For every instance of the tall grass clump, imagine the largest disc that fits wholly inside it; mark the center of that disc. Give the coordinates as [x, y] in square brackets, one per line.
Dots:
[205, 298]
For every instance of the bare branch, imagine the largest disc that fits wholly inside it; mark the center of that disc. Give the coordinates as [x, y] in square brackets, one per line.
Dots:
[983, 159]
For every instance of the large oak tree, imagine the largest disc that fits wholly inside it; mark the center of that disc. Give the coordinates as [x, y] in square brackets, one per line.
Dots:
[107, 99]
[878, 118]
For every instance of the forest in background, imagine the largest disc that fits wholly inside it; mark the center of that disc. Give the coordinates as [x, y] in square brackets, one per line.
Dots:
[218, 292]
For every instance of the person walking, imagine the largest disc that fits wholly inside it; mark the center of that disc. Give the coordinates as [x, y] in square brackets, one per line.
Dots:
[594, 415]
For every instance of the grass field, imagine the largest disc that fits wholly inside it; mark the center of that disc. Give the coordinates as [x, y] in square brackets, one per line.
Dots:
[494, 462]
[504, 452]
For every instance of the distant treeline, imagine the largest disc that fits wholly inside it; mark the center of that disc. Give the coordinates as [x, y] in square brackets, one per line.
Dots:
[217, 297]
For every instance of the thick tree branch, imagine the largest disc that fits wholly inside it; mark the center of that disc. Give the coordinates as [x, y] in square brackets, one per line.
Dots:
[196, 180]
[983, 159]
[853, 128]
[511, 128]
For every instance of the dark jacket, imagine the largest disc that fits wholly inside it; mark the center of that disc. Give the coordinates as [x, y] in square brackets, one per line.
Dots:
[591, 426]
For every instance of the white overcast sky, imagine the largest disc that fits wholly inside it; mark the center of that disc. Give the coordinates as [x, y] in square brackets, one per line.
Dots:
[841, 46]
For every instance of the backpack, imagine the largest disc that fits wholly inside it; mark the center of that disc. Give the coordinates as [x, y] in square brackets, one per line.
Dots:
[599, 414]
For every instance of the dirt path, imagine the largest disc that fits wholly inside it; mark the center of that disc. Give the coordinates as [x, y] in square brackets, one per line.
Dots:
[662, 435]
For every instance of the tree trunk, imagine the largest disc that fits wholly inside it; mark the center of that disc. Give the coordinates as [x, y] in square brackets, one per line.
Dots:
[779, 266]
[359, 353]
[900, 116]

- What to produce:
Can you write out all of the data above word for word, from the first line to the last, with nothing changed?

- Reply:
For every instance of the tall grass clump, imagine the largest disc that fits wholly inside it; mark the center of that disc. Give the coordinates as [x, y] in square brackets, one per line.
Dots:
[205, 298]
For every instance of the bare branch, imagine the largest disc that fits wholly inside it; mark the center of that disc. Give the coordinates as [x, y] in square brackets, one per line.
Dots:
[983, 159]
For every instance of the large oak tree, imagine the largest disc that fits wholly inside it; mark the center of that disc. Give the coordinates as [x, y] in square brackets, one per line.
Dots:
[107, 99]
[878, 118]
For every instance of the forest in background, imagine the largest disc that fits wholly inside it; mark the center of that disc. Give the coordinates as [x, y] in square brackets, one per line.
Dots:
[218, 292]
For every instance of the person walking, imagine the largest disc that fits wholly inside it; mark the center of that disc. Give the coordinates as [x, y] in square brackets, one per line.
Dots:
[594, 415]
For every instance of the grass field, imagine the largest disc that fits wholly inside it; mark the center of that disc. Give the coordinates as [x, y] in square brackets, one per line.
Dots:
[494, 462]
[504, 452]
For every instance of the distant treeline, imagine the largest disc that fits wholly inside it; mark the center of that disc. Give the coordinates as [x, y] in square brackets, one per line.
Dots:
[217, 297]
For every instance of the thick tree branch, imagine the largest disc that fits wholly inside it; mark the center of that disc. Give the coordinates as [x, y] in square brackets, one per line.
Dots:
[196, 180]
[983, 159]
[853, 128]
[511, 128]
For every instance of the dark jacket, imagine the largest disc that fits wholly inside it; mark the center of that disc. Give the coordinates as [x, y] in square brackets, one per line.
Dots:
[591, 426]
For every instance of the white overcast sky, imagine the largest disc that fits wholly inside it; mark the center of that disc. Give the coordinates as [x, y] in square brackets, one per line.
Dots:
[841, 46]
For every instance of the backpack, imagine the largest disc that fits wholly inside it; mark the center of that disc. Give the coordinates as [x, y] in square brackets, one per line.
Dots:
[599, 414]
For every instance of the dirt path, imagine the largest disc that fits wholly inside it; mark the center of that disc. Give the coordinates as [x, y] in square brackets, one per line.
Dots:
[662, 435]
For every instance of the tree trunk, imagine the largest disc that fits wholly inside it; mark the center of that disc. Give the coordinates as [x, y] in square brackets, one per line.
Dots:
[779, 266]
[359, 353]
[900, 116]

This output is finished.